(Natural-language object grounding data)
⟨
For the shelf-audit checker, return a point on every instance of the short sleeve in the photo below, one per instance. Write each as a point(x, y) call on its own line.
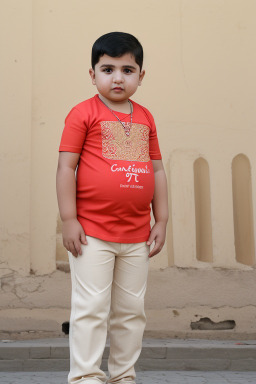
point(74, 132)
point(154, 150)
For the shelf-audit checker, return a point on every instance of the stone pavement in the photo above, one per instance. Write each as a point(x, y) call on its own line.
point(148, 377)
point(157, 355)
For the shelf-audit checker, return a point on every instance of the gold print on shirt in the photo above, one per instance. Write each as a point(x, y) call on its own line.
point(116, 145)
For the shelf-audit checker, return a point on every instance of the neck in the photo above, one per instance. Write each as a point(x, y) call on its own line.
point(118, 106)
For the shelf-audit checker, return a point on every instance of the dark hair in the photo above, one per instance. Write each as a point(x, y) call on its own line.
point(117, 44)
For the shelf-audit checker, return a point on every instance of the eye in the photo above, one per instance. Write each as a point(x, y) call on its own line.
point(107, 70)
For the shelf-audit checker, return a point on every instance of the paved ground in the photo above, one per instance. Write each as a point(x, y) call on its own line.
point(148, 377)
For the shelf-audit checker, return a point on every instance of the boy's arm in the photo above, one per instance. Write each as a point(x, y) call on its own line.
point(160, 208)
point(72, 231)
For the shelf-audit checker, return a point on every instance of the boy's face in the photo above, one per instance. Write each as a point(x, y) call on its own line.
point(117, 78)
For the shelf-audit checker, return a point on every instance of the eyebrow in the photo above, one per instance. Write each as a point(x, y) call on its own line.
point(113, 66)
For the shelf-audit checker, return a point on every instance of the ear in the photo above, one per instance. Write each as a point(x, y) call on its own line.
point(142, 74)
point(92, 74)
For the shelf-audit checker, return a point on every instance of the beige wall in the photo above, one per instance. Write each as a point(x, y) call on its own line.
point(200, 85)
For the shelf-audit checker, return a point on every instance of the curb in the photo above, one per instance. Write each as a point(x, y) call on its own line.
point(157, 354)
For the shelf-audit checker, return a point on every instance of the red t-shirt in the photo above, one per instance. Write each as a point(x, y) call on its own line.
point(115, 177)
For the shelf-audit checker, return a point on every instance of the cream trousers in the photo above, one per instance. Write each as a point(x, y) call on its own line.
point(108, 283)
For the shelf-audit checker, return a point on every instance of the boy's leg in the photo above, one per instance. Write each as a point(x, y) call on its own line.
point(127, 316)
point(91, 275)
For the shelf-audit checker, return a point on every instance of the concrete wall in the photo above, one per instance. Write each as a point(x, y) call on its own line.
point(200, 85)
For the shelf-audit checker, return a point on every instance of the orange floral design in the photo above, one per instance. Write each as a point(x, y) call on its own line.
point(116, 145)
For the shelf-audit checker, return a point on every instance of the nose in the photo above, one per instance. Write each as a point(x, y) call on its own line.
point(118, 77)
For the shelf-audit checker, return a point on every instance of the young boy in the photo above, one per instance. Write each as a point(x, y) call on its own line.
point(105, 210)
⟩
Write out exactly the lines from the one containing "of the curb" through the end of the data, both included. Add nothing else.

For the shelf-audit checker, return a point on every instance of the curb in the photo above, one per instance. Write each as a point(x, y) call on its own line.
point(157, 354)
For the shelf-audit checker, return a point on every instance of the red t-shirt in the photo above, one per instance. Write each as a point(x, y) call on its own line.
point(115, 177)
For the shelf-audit checker, return a point on every instance of the cream trousers in the photo above, one per instance. Write each as a point(x, y) call on its own line.
point(108, 283)
For the shelf-audit checker, return a point on every instance of the boy's leg in the photo above, one per instance. Write each as a point(x, y) call on its own line.
point(127, 316)
point(91, 275)
For the shelf-audit checker, return a point on every instance of the concrete wall in the photo above, one per instance. Write each as a point(x, y) call on its own line.
point(200, 85)
For the shelf-audit checker, return a point on every instance of the orange floral design in the photo above, one per instance. Write each as a point(x, y) call on its own line.
point(116, 145)
For the shelf-audit checker, return a point on every instance of the nose in the photo above, one per instance. Write each as a point(x, y) call on its own line.
point(118, 77)
For the shelf-audit checker, return a point on every instance of the young boy in the photo above, one per instance. Write each as a point(x, y) call on its own line.
point(105, 210)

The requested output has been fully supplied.